▸ **SUPPLIED INFORMATION**:
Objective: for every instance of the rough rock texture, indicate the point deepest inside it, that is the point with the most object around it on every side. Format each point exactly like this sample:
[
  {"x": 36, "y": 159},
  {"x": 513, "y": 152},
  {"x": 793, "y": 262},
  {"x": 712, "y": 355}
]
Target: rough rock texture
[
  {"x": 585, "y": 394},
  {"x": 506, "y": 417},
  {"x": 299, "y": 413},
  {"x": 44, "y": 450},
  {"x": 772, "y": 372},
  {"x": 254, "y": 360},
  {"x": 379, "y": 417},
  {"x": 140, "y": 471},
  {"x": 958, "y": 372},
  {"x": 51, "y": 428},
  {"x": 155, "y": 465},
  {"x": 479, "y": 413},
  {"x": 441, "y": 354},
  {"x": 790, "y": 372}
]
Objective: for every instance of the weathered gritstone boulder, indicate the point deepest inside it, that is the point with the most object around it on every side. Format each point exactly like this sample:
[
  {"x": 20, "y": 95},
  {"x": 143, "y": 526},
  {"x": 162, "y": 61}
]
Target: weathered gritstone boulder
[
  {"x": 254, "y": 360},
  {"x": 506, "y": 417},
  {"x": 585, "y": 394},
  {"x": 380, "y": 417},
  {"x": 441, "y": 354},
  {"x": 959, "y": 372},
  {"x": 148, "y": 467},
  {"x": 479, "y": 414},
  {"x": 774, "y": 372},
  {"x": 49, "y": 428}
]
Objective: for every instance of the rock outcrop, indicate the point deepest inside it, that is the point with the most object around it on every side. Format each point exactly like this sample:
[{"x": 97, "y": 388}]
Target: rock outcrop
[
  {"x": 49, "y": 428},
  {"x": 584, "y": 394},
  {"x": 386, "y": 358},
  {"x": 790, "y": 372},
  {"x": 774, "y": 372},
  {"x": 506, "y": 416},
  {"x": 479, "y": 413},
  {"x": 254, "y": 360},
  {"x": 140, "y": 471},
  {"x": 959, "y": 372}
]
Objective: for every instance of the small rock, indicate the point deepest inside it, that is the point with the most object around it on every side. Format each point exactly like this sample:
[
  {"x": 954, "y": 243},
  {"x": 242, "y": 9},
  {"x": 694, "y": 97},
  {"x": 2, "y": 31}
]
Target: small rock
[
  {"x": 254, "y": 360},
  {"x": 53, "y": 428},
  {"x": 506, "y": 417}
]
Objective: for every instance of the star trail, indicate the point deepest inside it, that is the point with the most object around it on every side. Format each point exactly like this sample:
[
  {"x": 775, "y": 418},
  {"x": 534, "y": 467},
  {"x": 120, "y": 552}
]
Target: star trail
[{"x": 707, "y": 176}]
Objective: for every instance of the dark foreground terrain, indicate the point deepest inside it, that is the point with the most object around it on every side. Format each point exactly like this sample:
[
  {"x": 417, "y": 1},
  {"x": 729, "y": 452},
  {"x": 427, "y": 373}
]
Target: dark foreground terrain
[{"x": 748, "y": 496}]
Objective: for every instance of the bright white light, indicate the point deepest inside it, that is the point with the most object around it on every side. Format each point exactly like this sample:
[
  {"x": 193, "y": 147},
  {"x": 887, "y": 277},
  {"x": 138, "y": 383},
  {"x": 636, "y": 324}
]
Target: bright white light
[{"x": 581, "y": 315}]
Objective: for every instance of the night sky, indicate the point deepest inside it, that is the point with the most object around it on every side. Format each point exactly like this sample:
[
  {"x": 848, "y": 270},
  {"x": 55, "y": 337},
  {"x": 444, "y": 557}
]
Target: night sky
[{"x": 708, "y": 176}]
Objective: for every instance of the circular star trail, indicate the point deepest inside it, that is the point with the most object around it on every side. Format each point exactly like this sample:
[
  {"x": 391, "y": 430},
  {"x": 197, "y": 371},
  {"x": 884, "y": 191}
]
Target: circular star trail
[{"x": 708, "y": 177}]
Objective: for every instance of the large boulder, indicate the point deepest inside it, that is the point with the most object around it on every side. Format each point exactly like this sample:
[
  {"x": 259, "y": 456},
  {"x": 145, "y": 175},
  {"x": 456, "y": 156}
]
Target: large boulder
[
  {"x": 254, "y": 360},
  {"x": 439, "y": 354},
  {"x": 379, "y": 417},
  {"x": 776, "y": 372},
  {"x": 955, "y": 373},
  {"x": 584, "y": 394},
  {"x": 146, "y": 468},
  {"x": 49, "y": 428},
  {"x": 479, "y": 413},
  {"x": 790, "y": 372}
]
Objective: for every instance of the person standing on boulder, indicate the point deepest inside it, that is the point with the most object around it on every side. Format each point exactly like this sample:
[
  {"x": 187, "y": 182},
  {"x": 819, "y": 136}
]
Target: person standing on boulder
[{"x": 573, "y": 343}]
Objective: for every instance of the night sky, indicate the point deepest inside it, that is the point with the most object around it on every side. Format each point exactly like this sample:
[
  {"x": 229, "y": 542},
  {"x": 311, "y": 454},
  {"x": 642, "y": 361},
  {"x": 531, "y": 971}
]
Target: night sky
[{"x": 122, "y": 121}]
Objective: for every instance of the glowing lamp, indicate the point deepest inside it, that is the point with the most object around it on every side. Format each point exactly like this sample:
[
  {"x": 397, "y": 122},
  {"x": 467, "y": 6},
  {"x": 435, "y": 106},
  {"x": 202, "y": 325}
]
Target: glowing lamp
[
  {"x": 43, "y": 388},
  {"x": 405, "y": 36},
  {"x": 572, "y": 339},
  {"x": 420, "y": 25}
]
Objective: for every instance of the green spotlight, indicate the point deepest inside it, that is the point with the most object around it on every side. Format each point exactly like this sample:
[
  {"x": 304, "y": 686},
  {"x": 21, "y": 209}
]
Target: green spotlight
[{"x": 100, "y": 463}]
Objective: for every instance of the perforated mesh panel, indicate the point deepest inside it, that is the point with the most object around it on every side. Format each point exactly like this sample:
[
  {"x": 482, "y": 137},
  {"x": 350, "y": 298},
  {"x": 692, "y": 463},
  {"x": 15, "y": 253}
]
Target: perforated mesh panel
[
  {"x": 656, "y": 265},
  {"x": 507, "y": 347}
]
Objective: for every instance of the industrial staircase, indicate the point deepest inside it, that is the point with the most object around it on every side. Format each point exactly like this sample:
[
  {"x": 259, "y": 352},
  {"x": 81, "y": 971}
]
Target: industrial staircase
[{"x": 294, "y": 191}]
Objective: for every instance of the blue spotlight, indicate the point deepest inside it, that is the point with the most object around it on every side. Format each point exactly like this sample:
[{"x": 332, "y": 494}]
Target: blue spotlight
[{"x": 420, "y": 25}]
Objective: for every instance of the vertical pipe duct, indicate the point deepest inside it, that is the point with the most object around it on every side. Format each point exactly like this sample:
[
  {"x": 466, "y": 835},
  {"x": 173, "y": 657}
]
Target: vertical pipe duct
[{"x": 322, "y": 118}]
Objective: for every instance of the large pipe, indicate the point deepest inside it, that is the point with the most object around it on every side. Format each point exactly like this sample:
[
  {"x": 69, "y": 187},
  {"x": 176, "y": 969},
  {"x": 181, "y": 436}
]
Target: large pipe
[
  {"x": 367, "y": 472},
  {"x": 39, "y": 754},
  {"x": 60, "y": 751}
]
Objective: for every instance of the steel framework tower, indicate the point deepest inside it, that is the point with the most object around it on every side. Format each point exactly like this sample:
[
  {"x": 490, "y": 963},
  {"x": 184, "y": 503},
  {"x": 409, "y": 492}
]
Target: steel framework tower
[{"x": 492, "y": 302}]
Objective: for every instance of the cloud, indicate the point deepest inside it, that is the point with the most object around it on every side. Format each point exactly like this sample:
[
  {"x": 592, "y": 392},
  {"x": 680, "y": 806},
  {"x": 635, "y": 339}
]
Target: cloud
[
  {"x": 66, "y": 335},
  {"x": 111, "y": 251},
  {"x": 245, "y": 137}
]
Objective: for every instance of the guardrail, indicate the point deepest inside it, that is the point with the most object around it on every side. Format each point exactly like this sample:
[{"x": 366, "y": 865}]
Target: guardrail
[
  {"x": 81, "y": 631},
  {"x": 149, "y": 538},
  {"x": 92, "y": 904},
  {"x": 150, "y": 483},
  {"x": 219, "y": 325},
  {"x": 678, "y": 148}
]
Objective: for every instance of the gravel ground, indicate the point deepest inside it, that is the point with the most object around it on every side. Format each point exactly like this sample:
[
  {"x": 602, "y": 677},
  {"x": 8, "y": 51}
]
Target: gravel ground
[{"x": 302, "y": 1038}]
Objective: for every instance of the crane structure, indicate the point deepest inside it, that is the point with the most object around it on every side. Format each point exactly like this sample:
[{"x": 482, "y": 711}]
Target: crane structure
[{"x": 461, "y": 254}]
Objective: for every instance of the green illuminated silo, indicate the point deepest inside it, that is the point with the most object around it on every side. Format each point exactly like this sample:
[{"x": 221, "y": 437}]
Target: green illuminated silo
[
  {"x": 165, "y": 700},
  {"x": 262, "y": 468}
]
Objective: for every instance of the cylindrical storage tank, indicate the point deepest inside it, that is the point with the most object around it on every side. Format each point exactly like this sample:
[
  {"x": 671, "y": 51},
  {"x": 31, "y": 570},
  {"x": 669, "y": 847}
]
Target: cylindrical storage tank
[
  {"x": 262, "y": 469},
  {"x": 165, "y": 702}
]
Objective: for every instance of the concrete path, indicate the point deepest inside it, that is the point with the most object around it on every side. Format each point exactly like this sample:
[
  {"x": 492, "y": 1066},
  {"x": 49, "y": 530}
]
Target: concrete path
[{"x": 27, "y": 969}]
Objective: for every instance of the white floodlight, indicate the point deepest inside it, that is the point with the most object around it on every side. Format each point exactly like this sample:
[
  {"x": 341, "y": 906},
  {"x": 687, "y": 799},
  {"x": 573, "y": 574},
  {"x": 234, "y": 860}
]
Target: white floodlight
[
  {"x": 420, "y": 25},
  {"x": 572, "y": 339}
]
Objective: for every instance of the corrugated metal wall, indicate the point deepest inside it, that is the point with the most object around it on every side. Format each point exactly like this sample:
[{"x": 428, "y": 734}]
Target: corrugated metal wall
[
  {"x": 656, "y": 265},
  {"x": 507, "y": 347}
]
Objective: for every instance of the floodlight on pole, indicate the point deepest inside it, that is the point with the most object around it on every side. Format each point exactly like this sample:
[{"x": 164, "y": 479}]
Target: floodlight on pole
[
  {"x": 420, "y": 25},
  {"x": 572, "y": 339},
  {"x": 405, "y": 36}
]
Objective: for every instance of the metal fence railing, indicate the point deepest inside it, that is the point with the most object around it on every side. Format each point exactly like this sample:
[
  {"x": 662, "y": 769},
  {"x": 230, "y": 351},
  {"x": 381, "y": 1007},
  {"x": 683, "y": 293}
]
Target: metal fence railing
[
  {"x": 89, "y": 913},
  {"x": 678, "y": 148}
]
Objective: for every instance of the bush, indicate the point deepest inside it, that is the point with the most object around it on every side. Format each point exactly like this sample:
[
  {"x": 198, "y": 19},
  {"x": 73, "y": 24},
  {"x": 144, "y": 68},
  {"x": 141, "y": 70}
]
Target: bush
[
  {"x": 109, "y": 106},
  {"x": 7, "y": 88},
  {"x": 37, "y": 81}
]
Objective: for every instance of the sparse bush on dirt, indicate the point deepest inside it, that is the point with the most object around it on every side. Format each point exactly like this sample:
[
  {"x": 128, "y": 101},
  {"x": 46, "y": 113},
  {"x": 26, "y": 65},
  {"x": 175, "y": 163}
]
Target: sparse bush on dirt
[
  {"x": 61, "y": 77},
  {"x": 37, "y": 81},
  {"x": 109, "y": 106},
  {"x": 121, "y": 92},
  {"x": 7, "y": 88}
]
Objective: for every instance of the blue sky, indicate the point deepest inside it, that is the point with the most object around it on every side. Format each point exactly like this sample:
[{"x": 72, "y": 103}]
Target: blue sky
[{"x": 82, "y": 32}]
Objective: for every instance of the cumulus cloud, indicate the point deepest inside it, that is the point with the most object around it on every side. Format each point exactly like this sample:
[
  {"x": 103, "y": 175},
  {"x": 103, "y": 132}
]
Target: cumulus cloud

▸ **TASK DETAILS**:
Output an exact copy of the lines beginning at the one that holds "Objective: for every instance of the blue sky, indicate" and running through the final line of the records.

▸ **PROBLEM SOLUTION**:
Objective: for every instance of the blue sky, indicate the point deepest inside it, that is the point with the most object around it on every side. Format each point exactly like this sample:
[{"x": 72, "y": 103}]
Target: blue sky
[{"x": 82, "y": 32}]
Objective: for every instance of the cumulus cloud, indicate the point deepest inside it, that is the point with the most object around it on every side. Format each point exactly like this sample:
[
  {"x": 103, "y": 175},
  {"x": 103, "y": 132}
]
Target: cumulus cloud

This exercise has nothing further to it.